Exercise goal: Below are the records; how many of their lines contain "chevrolet"? Reply only with that figure.

Materials provided:
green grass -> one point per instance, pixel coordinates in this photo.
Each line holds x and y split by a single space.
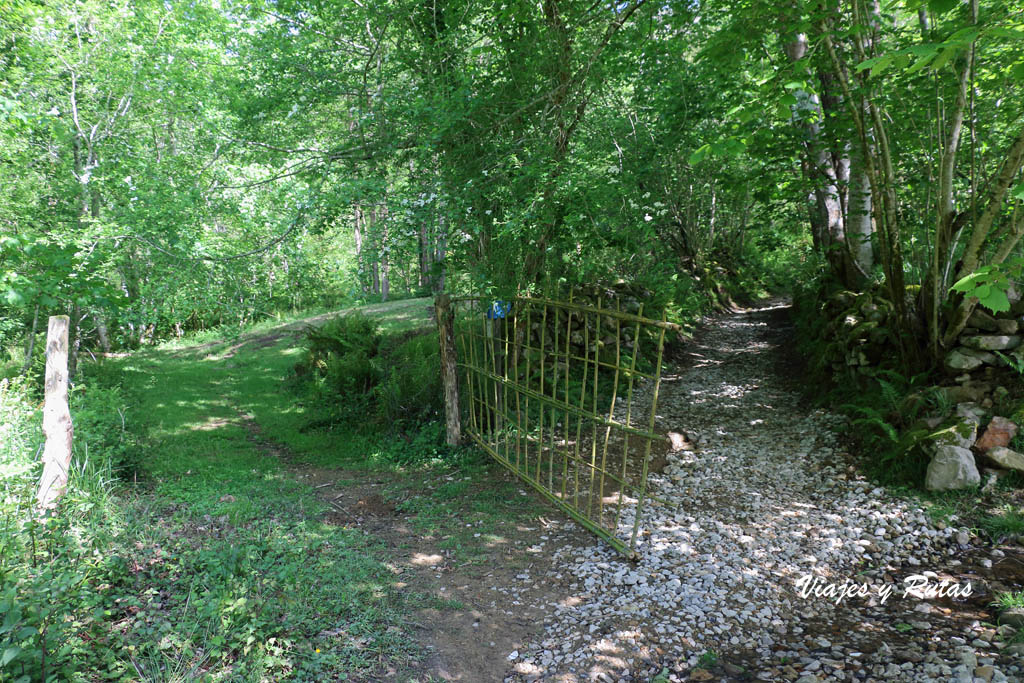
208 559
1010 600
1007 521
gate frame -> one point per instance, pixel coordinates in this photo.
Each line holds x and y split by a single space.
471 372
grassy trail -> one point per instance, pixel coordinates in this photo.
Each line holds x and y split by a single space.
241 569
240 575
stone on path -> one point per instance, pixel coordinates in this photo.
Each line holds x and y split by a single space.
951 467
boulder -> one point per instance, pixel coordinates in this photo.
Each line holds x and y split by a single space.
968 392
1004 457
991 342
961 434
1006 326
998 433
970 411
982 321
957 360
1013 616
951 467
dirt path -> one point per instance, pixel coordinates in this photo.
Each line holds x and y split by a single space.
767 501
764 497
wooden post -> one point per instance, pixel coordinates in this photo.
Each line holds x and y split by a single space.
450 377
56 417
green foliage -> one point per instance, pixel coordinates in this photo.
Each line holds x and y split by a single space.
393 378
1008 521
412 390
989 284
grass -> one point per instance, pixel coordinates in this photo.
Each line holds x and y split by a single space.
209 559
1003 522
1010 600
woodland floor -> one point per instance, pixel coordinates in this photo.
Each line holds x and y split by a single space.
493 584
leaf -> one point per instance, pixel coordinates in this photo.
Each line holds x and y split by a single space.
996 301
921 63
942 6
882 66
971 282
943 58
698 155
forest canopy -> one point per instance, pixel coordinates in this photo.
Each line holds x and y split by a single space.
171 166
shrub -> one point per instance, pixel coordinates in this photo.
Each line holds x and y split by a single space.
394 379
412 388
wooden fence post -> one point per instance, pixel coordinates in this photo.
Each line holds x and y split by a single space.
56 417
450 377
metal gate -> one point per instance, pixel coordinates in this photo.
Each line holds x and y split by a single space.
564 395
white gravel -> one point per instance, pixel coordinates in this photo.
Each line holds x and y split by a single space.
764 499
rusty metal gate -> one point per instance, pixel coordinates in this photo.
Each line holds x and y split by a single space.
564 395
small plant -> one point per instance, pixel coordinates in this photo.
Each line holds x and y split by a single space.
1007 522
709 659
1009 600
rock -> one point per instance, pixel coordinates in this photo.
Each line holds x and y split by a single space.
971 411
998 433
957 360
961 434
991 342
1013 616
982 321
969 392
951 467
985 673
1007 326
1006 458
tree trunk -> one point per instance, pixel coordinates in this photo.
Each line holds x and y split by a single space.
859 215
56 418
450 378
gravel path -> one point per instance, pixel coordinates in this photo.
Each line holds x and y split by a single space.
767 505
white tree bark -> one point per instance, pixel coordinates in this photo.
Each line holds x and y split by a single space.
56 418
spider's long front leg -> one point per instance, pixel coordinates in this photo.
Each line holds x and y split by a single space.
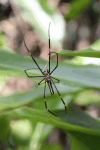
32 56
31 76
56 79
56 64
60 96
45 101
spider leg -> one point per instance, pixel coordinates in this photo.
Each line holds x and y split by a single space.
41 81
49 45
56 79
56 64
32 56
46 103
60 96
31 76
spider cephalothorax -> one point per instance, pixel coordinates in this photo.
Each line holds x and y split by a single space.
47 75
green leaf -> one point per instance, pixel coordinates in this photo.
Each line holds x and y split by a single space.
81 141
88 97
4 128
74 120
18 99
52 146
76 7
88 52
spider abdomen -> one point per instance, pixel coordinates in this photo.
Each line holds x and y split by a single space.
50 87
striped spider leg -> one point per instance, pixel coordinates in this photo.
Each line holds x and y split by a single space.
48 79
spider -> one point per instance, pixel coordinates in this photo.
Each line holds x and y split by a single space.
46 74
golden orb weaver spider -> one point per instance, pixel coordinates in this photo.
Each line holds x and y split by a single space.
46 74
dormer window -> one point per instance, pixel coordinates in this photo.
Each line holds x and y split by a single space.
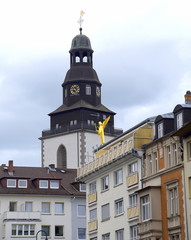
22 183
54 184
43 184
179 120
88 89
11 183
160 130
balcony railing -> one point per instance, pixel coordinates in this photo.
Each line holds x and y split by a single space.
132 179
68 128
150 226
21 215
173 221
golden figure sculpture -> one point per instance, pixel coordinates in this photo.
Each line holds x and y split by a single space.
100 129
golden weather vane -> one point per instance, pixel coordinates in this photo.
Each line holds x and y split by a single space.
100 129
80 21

--

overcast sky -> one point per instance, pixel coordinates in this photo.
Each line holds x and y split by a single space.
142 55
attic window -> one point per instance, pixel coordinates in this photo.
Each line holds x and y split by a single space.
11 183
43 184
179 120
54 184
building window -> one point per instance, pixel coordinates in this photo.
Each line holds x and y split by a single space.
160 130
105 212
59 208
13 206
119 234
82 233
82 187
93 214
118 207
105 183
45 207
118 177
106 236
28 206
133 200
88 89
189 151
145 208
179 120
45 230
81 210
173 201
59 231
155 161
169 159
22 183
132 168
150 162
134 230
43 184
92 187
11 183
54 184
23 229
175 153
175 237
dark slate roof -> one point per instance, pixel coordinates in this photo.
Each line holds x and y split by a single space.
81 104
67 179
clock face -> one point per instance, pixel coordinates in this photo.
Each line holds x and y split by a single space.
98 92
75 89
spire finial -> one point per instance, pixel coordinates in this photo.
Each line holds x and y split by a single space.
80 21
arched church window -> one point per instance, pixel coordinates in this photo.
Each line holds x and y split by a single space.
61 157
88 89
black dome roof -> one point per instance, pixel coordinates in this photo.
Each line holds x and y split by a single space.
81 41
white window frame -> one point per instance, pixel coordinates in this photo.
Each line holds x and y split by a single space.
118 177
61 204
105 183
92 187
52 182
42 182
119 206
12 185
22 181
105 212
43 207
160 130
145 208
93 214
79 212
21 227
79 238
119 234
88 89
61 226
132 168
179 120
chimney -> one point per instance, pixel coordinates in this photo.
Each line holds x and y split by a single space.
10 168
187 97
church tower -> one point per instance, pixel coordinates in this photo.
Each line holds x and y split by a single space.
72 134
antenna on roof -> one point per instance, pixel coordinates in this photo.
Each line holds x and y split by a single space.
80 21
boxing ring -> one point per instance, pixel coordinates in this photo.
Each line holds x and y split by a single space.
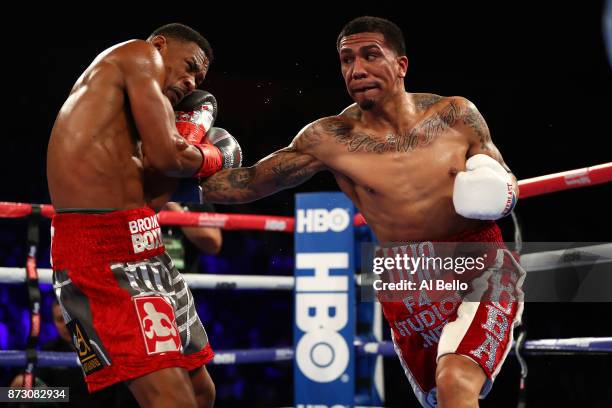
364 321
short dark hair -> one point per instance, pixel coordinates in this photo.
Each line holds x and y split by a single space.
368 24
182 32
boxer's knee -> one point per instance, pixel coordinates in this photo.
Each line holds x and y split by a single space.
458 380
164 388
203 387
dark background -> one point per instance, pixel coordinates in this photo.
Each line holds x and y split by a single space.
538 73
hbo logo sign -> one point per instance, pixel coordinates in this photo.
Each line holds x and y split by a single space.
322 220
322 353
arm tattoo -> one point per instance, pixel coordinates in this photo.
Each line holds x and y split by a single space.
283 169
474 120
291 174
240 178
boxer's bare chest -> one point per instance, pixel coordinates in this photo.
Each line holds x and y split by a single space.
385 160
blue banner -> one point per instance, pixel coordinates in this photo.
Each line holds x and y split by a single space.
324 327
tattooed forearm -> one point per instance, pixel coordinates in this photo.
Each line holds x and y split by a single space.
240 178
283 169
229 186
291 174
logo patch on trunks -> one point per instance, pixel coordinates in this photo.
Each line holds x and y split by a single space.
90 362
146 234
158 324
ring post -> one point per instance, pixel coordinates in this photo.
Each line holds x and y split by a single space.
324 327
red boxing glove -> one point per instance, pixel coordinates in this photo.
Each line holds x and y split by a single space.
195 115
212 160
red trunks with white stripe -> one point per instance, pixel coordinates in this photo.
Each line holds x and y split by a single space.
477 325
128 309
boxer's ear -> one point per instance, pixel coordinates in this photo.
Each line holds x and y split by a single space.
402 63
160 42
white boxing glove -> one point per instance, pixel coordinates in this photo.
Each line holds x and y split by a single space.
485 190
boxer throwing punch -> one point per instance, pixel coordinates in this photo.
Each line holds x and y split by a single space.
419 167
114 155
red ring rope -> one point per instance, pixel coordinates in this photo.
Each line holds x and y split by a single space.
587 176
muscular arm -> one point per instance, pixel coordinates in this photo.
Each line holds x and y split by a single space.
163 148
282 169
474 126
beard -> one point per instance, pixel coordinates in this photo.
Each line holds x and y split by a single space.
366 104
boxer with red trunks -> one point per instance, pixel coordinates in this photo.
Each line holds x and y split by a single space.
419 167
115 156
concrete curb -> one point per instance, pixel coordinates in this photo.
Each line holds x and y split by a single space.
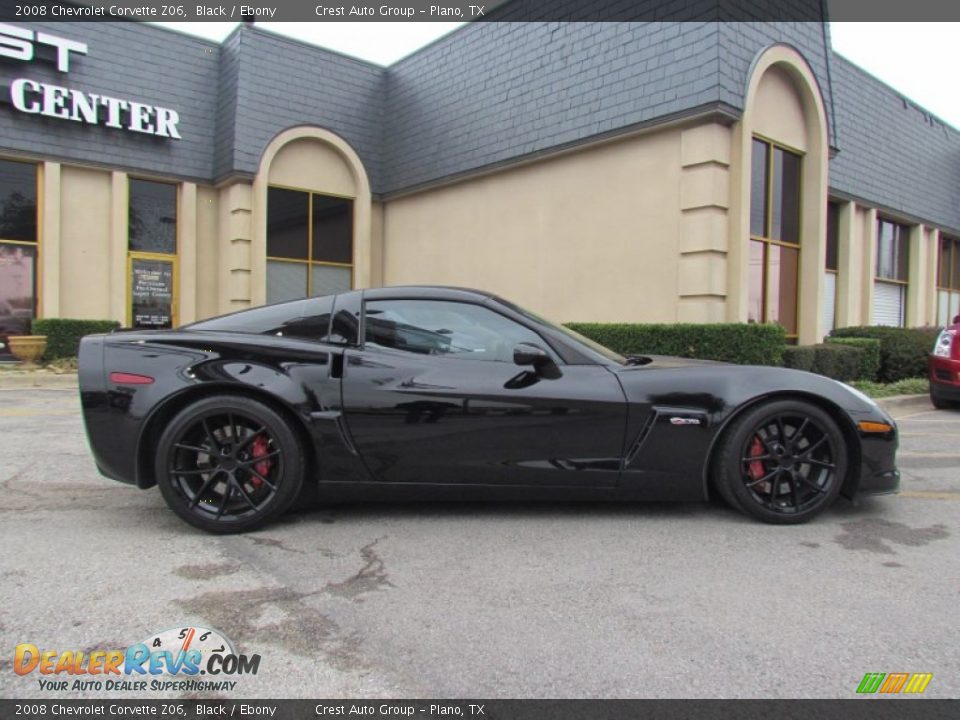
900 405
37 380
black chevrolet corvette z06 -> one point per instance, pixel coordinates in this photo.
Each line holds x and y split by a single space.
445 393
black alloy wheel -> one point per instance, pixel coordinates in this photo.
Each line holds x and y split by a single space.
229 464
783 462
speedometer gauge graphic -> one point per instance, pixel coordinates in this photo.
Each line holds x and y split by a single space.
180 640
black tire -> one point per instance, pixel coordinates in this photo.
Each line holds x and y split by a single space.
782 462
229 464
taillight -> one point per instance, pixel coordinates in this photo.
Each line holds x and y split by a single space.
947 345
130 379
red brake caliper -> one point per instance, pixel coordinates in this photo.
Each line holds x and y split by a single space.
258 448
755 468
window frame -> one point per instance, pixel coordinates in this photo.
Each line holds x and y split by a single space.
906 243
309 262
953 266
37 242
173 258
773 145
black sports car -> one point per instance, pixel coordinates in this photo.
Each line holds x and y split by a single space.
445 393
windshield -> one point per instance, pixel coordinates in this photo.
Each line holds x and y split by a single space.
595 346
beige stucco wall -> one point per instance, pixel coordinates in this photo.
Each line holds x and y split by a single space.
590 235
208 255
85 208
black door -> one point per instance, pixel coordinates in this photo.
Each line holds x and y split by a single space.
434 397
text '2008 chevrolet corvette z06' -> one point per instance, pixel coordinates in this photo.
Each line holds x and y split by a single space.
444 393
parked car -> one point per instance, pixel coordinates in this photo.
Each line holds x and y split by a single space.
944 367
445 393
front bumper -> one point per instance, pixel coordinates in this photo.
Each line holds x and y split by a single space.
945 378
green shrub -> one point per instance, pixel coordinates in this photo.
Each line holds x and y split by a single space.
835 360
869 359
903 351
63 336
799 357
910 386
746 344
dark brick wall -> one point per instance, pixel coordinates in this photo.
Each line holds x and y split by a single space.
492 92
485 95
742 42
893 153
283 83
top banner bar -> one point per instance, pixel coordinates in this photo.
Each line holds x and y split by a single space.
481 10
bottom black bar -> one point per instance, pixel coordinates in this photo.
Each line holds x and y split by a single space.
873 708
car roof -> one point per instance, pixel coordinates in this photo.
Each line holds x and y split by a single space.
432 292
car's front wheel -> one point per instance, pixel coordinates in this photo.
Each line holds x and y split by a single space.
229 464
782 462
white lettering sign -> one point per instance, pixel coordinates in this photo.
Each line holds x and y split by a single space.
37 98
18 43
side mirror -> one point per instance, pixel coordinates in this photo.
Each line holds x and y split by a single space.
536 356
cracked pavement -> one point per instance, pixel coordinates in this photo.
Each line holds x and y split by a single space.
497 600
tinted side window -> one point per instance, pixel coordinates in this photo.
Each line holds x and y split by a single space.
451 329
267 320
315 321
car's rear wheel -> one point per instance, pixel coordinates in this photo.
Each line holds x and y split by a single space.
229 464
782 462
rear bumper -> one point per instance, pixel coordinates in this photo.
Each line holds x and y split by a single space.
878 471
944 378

Written response: 2